Pull out the rows starting at the line that contains "Segment every instance of the white" and ending at the line that contains "151), (119, 154)]", both lines included, and reproduce them word for word without the pictures.

-=-=-=-=-

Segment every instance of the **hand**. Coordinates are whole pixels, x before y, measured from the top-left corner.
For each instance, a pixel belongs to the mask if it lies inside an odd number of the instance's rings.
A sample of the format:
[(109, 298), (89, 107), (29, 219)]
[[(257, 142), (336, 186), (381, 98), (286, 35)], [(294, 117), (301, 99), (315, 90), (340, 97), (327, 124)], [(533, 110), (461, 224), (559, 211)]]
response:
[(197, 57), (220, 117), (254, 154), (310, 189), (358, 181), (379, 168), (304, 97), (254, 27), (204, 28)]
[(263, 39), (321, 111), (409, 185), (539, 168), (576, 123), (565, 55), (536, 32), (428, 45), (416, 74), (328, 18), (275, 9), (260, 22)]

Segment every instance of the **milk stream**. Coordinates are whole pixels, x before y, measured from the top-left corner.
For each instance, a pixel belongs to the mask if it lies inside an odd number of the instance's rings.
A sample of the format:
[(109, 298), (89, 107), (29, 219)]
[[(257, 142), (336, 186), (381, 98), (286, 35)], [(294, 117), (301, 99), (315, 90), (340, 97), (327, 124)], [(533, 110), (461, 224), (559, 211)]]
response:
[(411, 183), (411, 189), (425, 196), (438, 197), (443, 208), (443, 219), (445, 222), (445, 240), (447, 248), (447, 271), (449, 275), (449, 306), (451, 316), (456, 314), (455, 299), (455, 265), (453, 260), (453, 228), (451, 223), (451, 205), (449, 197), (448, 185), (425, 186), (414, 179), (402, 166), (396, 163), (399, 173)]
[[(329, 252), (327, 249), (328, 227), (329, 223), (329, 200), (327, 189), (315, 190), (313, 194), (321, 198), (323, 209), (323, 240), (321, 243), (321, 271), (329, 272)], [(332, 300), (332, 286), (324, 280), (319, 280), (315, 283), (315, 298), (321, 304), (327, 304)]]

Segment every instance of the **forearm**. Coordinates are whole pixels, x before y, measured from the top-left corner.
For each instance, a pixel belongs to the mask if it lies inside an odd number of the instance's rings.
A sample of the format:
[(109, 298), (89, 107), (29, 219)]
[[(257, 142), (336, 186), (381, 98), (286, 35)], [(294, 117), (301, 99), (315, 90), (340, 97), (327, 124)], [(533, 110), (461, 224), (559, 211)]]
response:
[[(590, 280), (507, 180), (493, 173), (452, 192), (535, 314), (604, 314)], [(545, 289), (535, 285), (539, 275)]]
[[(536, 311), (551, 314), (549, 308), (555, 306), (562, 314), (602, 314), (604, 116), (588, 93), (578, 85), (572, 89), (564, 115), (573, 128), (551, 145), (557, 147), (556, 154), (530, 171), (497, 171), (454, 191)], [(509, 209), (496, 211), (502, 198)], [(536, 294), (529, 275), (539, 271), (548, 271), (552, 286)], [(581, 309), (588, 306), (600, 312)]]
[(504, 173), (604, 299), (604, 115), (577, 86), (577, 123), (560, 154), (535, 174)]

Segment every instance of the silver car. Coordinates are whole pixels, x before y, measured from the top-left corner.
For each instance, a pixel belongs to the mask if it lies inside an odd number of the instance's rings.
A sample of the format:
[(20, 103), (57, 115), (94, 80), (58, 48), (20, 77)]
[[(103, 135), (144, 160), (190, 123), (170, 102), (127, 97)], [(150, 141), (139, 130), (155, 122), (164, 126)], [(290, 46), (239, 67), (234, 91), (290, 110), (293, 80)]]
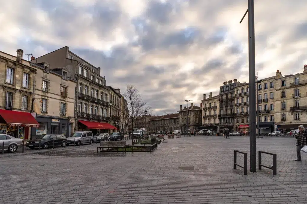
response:
[(93, 143), (93, 133), (91, 131), (77, 131), (73, 132), (70, 137), (67, 138), (66, 145), (68, 146), (70, 144), (73, 145), (75, 142), (76, 145), (84, 143), (91, 144)]
[(6, 134), (0, 134), (0, 151), (2, 151), (4, 142), (4, 151), (15, 152), (17, 149), (22, 147), (22, 139), (16, 138)]

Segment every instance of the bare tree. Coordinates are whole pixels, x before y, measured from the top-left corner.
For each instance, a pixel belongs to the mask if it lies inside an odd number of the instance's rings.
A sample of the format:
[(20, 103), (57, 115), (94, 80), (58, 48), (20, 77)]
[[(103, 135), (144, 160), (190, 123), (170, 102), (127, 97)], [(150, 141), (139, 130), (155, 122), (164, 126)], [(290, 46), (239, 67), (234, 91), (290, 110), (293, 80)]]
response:
[(143, 100), (139, 92), (134, 85), (127, 85), (126, 90), (123, 95), (127, 100), (128, 113), (128, 121), (131, 124), (132, 134), (132, 145), (134, 145), (133, 141), (133, 125), (136, 118), (145, 114), (145, 110), (147, 112), (151, 110), (151, 107)]

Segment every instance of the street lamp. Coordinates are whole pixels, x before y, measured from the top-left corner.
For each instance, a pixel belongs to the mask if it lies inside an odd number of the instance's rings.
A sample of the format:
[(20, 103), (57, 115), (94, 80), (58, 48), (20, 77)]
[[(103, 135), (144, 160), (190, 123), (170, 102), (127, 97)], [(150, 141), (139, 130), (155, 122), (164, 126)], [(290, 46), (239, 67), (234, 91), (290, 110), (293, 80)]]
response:
[(163, 133), (162, 133), (164, 135), (164, 113), (165, 113), (165, 111), (163, 111), (161, 112), (161, 113), (163, 113)]
[(250, 156), (251, 171), (256, 172), (256, 78), (255, 62), (255, 20), (254, 0), (248, 0), (248, 7), (240, 23), (248, 12), (248, 67), (250, 88)]
[(185, 100), (188, 102), (188, 109), (187, 110), (187, 134), (188, 134), (188, 127), (189, 125), (189, 102), (192, 101), (191, 100)]

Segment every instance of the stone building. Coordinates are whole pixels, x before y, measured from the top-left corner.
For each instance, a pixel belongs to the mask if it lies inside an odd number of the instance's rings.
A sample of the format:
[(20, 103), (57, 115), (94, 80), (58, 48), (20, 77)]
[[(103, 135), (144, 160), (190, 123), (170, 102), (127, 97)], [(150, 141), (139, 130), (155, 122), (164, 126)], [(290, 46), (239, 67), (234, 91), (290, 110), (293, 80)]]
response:
[(37, 70), (33, 110), (40, 127), (32, 128), (31, 136), (60, 133), (66, 137), (74, 130), (75, 91), (76, 81), (68, 76), (65, 68), (51, 69), (48, 62), (30, 65)]
[(307, 65), (303, 69), (303, 73), (283, 77), (277, 71), (275, 122), (279, 130), (289, 132), (301, 124), (307, 128)]
[(96, 133), (117, 128), (108, 123), (109, 90), (105, 79), (100, 76), (100, 67), (86, 61), (67, 46), (32, 60), (35, 64), (47, 62), (51, 70), (65, 68), (68, 77), (77, 81), (74, 115), (77, 121), (75, 130), (91, 130)]
[(40, 125), (31, 113), (37, 70), (22, 59), (23, 54), (21, 49), (16, 57), (0, 51), (0, 133), (26, 139), (30, 128)]
[(217, 117), (219, 113), (219, 96), (212, 97), (212, 92), (210, 92), (209, 98), (206, 98), (206, 95), (204, 94), (201, 102), (200, 107), (202, 108), (202, 124), (198, 129), (217, 131), (219, 125)]
[(182, 124), (180, 123), (180, 113), (167, 114), (164, 116), (151, 116), (148, 118), (148, 130), (151, 132), (160, 131), (169, 132), (182, 131)]
[[(177, 111), (179, 113), (179, 121), (181, 125), (181, 128), (178, 129), (181, 132), (186, 132), (187, 129), (188, 131), (197, 131), (201, 126), (201, 108), (194, 106), (193, 103), (191, 103), (191, 106), (189, 107), (185, 106), (183, 109), (182, 108), (182, 106), (181, 105), (180, 110)], [(188, 126), (187, 128), (187, 122)]]

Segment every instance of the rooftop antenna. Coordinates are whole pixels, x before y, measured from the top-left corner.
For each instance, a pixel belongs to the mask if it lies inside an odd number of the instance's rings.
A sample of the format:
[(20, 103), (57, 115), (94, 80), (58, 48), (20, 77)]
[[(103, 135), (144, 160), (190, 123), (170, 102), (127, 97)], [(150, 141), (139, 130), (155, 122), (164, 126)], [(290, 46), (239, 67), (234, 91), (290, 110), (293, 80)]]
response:
[(31, 53), (31, 54), (26, 54), (25, 55), (28, 55), (28, 61), (29, 61), (29, 59), (30, 59), (30, 55), (32, 56), (33, 55), (32, 53)]

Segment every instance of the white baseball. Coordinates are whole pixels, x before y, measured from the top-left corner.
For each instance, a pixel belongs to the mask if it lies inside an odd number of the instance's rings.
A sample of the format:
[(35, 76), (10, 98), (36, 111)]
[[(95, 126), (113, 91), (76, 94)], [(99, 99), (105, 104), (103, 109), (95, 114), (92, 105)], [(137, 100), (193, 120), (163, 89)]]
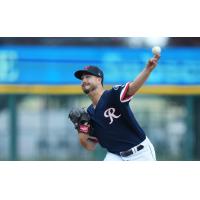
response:
[(153, 48), (152, 48), (152, 53), (153, 53), (154, 55), (160, 55), (160, 53), (161, 53), (161, 48), (160, 48), (159, 46), (153, 47)]

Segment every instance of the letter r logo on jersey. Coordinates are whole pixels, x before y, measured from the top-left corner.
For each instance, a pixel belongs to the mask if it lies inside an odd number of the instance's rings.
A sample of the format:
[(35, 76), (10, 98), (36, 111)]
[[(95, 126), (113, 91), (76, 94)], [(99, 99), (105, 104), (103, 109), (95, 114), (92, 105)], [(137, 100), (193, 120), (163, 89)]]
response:
[(112, 124), (113, 123), (113, 118), (117, 119), (119, 118), (121, 115), (115, 115), (115, 108), (108, 108), (107, 110), (105, 110), (104, 112), (104, 117), (109, 117), (110, 118), (110, 123), (109, 124)]

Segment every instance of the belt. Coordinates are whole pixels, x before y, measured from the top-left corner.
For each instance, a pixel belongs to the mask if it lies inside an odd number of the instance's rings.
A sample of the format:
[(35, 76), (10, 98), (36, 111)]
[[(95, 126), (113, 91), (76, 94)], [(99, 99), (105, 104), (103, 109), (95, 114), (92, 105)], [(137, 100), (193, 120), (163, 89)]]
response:
[(122, 157), (127, 157), (127, 156), (130, 156), (130, 155), (142, 150), (143, 148), (144, 148), (144, 146), (142, 144), (140, 144), (140, 145), (133, 147), (127, 151), (121, 151), (119, 154)]

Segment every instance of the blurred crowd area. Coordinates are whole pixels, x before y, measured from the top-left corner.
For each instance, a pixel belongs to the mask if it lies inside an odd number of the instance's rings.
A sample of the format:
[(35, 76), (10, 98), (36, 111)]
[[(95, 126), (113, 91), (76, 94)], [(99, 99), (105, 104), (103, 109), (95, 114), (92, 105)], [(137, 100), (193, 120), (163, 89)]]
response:
[[(103, 49), (104, 46), (144, 48), (153, 44), (163, 48), (200, 47), (200, 38), (0, 38), (1, 46), (99, 46)], [(94, 152), (80, 146), (77, 132), (68, 119), (71, 108), (89, 105), (88, 97), (73, 92), (48, 95), (1, 92), (0, 160), (103, 160), (106, 151), (100, 146)], [(198, 94), (138, 94), (130, 105), (152, 140), (158, 160), (200, 159)]]

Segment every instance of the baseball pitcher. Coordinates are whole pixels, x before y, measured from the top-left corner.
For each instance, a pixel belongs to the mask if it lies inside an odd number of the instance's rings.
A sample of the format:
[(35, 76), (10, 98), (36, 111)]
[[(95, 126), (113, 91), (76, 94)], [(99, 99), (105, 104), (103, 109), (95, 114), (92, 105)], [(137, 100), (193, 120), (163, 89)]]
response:
[(107, 149), (105, 161), (154, 161), (155, 150), (136, 121), (129, 102), (157, 66), (160, 55), (151, 58), (134, 81), (125, 85), (103, 88), (104, 74), (96, 66), (75, 72), (83, 92), (92, 104), (74, 109), (69, 118), (78, 131), (80, 144), (94, 150), (97, 143)]

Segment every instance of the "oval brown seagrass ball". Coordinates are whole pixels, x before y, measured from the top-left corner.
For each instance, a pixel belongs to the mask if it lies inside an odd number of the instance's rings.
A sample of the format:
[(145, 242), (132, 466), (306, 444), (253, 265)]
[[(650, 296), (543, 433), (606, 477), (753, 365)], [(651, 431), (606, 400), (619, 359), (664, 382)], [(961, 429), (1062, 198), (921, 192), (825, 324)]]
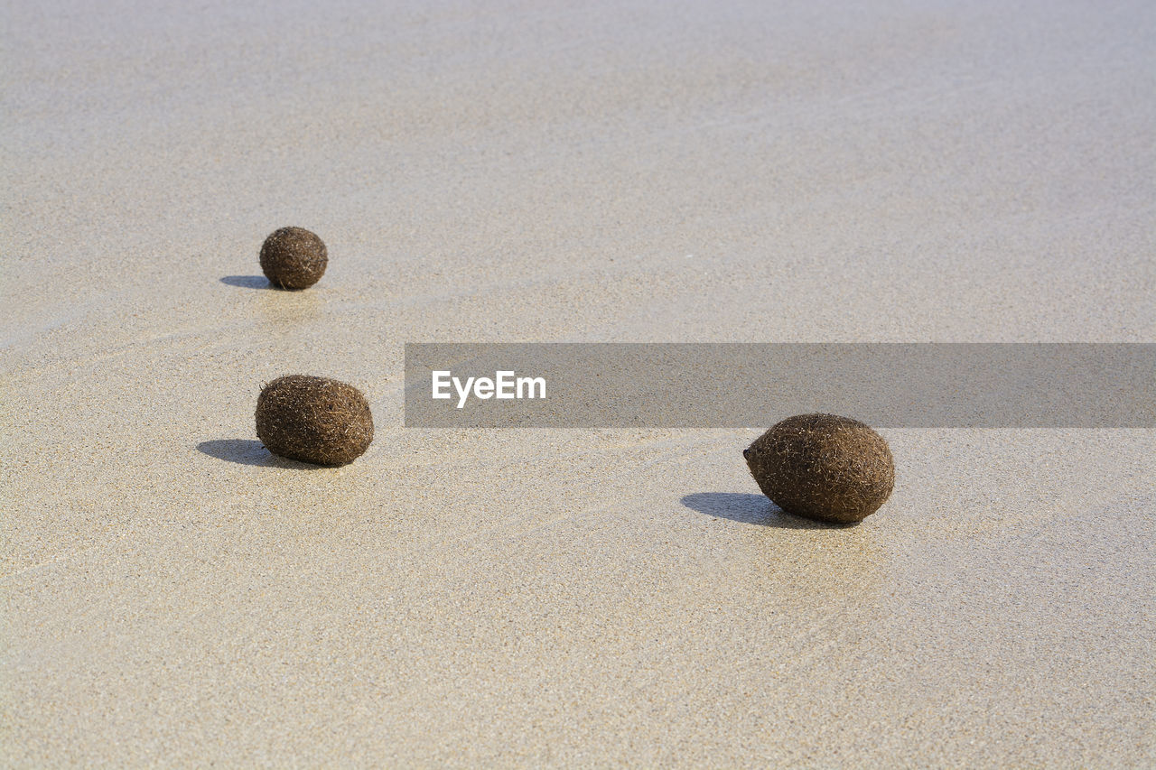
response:
[(373, 440), (369, 402), (353, 385), (327, 377), (279, 377), (257, 398), (257, 437), (274, 454), (344, 465)]
[(325, 243), (304, 228), (281, 228), (261, 244), (261, 272), (282, 289), (307, 289), (328, 264)]
[(861, 521), (895, 487), (895, 462), (883, 437), (833, 414), (787, 417), (742, 456), (764, 495), (809, 519)]

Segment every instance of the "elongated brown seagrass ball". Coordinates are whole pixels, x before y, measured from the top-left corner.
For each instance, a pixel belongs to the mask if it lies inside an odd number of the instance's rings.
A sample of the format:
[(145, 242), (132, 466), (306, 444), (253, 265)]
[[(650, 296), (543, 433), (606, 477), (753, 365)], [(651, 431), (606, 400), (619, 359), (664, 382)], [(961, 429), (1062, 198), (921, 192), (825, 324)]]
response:
[(764, 495), (809, 519), (861, 521), (895, 487), (895, 462), (883, 437), (833, 414), (787, 417), (742, 456)]
[(282, 289), (307, 289), (328, 264), (325, 244), (304, 228), (281, 228), (261, 245), (261, 272)]
[(369, 402), (327, 377), (279, 377), (257, 398), (257, 437), (271, 452), (317, 465), (344, 465), (373, 440)]

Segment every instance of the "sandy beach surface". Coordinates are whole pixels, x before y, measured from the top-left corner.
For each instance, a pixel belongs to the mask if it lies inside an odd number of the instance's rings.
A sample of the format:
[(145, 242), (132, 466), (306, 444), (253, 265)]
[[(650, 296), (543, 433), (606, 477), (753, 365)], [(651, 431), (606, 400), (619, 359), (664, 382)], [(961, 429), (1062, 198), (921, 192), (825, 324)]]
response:
[[(882, 430), (831, 528), (756, 427), (401, 413), (407, 341), (1156, 340), (1153, 3), (0, 13), (0, 764), (1156, 765), (1156, 431)], [(258, 443), (290, 372), (365, 456)]]

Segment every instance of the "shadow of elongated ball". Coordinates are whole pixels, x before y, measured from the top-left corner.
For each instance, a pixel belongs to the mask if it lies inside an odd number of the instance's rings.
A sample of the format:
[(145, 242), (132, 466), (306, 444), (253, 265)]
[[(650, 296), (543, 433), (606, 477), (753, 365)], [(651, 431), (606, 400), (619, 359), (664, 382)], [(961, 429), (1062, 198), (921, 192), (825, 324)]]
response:
[(883, 437), (833, 414), (787, 417), (742, 456), (764, 495), (808, 519), (861, 521), (895, 487), (895, 462)]
[(261, 272), (282, 289), (307, 289), (328, 264), (325, 243), (304, 228), (281, 228), (261, 244)]
[(279, 377), (257, 398), (257, 437), (274, 454), (344, 465), (373, 440), (369, 402), (353, 385), (327, 377)]

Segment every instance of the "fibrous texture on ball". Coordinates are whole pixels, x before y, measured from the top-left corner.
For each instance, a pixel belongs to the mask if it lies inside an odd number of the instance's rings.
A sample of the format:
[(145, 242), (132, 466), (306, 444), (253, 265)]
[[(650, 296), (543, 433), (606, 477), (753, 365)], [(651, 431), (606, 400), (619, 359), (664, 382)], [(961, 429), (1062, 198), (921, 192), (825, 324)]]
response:
[(282, 289), (307, 289), (328, 264), (325, 243), (304, 228), (281, 228), (261, 245), (261, 272)]
[(369, 449), (373, 415), (353, 385), (327, 377), (279, 377), (257, 398), (257, 437), (274, 454), (344, 465)]
[(742, 456), (764, 495), (809, 519), (861, 521), (895, 487), (895, 462), (883, 437), (833, 414), (787, 417)]

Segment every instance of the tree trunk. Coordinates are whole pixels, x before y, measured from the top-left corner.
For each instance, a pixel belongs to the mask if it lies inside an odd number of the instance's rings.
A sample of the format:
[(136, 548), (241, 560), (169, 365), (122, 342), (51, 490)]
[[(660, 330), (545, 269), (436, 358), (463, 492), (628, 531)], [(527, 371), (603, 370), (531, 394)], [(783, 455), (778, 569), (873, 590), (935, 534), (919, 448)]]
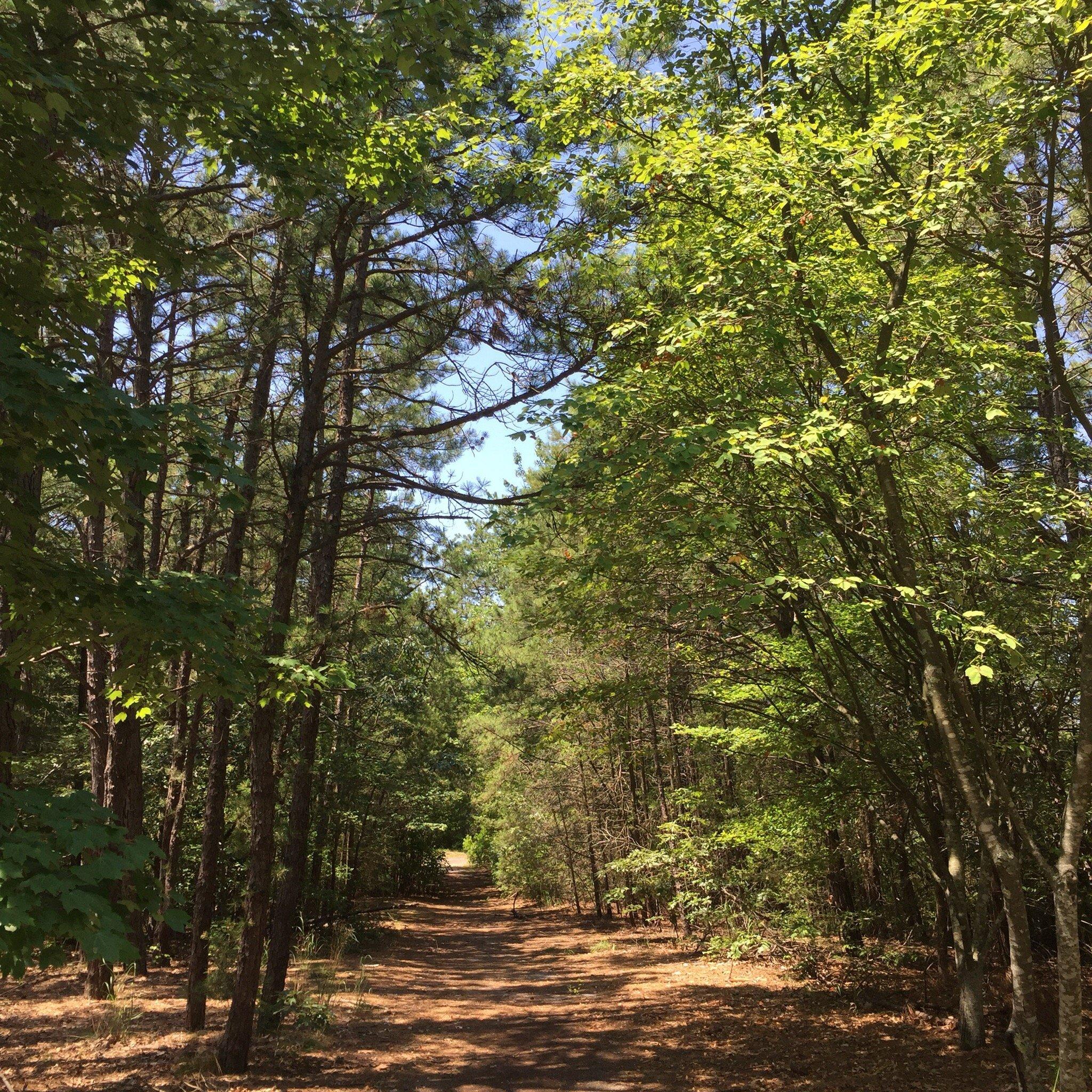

-=-=-=-=-

◆ Exercise output:
Segment every instance of the white baseball. Coordinates are whole pixels, x before y, measured from the top-left corner.
For each instance, a pixel belongs to the mask if it lies inside an odd number of the instance's rings.
A sample of the format:
[(35, 76), (10, 98), (36, 111)]
[[(95, 126), (113, 91), (76, 94)], [(99, 99), (105, 104), (103, 109), (95, 114), (92, 105)], [(137, 100), (193, 120), (163, 89)]]
response:
[(153, 48), (152, 48), (152, 53), (153, 53), (154, 55), (160, 55), (160, 53), (161, 53), (161, 48), (160, 48), (159, 46), (153, 47)]

Segment every instance of the letter r logo on jersey. Coordinates are whole pixels, x before y, measured from the top-left corner.
For each instance, a pixel belongs to the mask if it lies inside an odd number of the instance's rings.
A sample of the format:
[(35, 76), (10, 98), (36, 111)]
[[(95, 126), (113, 91), (76, 94)], [(99, 99), (105, 104), (103, 109), (95, 114), (92, 105)], [(137, 100), (193, 120), (163, 89)]]
response:
[(112, 124), (113, 123), (113, 118), (117, 119), (119, 118), (121, 115), (115, 115), (115, 108), (108, 108), (107, 110), (105, 110), (104, 112), (104, 117), (109, 117), (110, 118), (110, 123), (109, 124)]

Segment every instance of the belt. Coordinates are whole pixels, x before y, measured from the top-left corner.
For each instance, a pixel belongs to the mask if it lies inside an odd number of the instance's rings.
A sample of the format:
[(35, 76), (10, 98), (36, 111)]
[[(95, 126), (113, 91), (76, 94)], [(99, 99), (105, 104), (103, 109), (95, 114), (92, 105)], [(137, 100), (193, 120), (163, 89)]]
response:
[(122, 157), (127, 157), (127, 156), (130, 156), (130, 155), (142, 150), (143, 148), (144, 148), (144, 146), (142, 144), (140, 144), (140, 145), (133, 147), (127, 151), (121, 151), (119, 154)]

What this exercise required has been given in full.